▼

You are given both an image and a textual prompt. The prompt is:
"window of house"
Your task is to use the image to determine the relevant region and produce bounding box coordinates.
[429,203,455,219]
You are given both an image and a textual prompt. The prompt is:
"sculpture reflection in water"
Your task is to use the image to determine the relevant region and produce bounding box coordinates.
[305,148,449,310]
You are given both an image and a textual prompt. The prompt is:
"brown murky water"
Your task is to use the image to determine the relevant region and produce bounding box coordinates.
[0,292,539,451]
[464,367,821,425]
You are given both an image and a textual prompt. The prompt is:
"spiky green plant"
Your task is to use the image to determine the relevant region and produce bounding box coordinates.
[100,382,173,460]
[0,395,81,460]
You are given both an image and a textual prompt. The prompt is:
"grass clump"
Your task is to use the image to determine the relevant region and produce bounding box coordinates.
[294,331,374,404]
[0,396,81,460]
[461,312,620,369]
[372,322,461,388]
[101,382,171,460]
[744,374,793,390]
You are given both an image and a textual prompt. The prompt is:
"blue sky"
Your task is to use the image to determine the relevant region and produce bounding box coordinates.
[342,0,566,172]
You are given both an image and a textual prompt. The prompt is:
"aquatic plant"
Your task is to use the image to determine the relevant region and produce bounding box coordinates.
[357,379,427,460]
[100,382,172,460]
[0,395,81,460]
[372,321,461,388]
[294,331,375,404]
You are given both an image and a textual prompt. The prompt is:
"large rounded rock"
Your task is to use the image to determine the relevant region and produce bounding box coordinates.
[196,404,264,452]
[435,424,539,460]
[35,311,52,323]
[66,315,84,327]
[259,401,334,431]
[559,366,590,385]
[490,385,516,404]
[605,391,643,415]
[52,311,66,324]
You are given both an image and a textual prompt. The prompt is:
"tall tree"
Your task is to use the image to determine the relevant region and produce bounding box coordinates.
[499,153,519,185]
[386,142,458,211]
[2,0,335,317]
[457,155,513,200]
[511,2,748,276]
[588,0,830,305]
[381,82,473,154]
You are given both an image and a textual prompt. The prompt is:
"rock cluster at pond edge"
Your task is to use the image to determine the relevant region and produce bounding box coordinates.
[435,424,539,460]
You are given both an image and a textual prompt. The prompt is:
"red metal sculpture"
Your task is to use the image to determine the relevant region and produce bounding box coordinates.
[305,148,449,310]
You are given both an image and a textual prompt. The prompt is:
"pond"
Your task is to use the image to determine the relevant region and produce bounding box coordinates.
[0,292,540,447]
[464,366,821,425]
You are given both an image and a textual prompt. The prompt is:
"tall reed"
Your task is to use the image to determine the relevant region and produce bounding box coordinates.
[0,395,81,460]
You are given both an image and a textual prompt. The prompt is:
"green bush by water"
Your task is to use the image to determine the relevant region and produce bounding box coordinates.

▲

### Short task
Retype all of the items above word for word, leaving nothing out and changing nothing.

### Exercise response
You are given both an image and a textual prompt. The prompt is:
"window of house"
Your task is to use the image to determine the relevant region and produce bounding box coordinates.
[429,203,455,219]
You are given both an image and a textual prompt. The prompt is:
"sculpture reflection in water"
Your task is to use the image to determine the relevant region and produce bounding box coordinates.
[305,148,449,310]
You are given both an image and a textual prompt. The prompt is:
"brown murky water"
Your task is to use the image to determine the relevant region and produce bounding box coordinates.
[0,292,539,451]
[464,367,821,425]
You are given both an image and a textual prompt. The prompt is:
"spiky green plant"
Your task is to use the image to determine the relevant region and produce bounding box coordinates.
[100,382,173,460]
[0,395,81,460]
You are given both an image and a textual prompt. The prompt is:
"grass clump"
Your task is to use the image to determine the relevant region and produce bounding box coordinates.
[294,331,374,404]
[0,396,81,460]
[461,312,620,369]
[372,322,461,388]
[101,382,171,460]
[744,374,793,390]
You are given both an image and a textual prompt. The prompt is:
"blue sky"
Your task is to use the image to determine the relevant region and produce bounding box coordinates.
[342,0,566,172]
You are given both an image and a textual prompt. The prompt is:
"aquatic plant"
Your task is to use the image to determine the relevant region and produce bounding box coordinates.
[357,379,427,460]
[100,382,172,460]
[0,395,81,460]
[372,321,461,388]
[294,331,375,404]
You are given both an image and a textual prompt. The prompt is:
"large rounded rock"
Your task is to use the image to determine the relevant region and produce bounding box coordinates.
[196,404,264,452]
[435,424,539,460]
[35,311,52,323]
[66,315,84,327]
[259,401,334,431]
[559,366,590,385]
[490,385,516,404]
[605,391,643,415]
[52,311,66,324]
You are given both an image and a textual prompt. The prompt is:
"tall tree"
Your task is to use the image to determine the relevant region and produce bounding box coordinates.
[499,153,519,185]
[386,142,458,211]
[2,0,335,317]
[457,155,513,200]
[511,2,748,276]
[588,0,830,305]
[381,82,473,154]
You are given both an image and a textual prompt. The prompt is:
"rock cluster at pond edge"
Your task is to use the image to determine the relevant region and produce bounding box coordinates.
[435,424,539,460]
You are given both an image and a textual prompt. The prompt is:
"red metal sculpture"
Your task is to use the image to determine the relevant region and produce bounding box coordinates.
[305,148,449,310]
You are given both an image and a textual prompt. The prompt is:
"pond"
Your task is to use the image to determine the relevant region and produce bounding box coordinates.
[0,292,540,447]
[464,366,821,425]
You are given both an image and a textual prompt. The prompt is:
"tall reed"
Your task is to use the image to determine the relevant region and produce bounding box coordinates.
[0,395,81,460]
You are given both an image and a textual prompt. The prompt is:
"green bush by water"
Your task is to use the image to determine the relevant region and produce bounding box coordinates.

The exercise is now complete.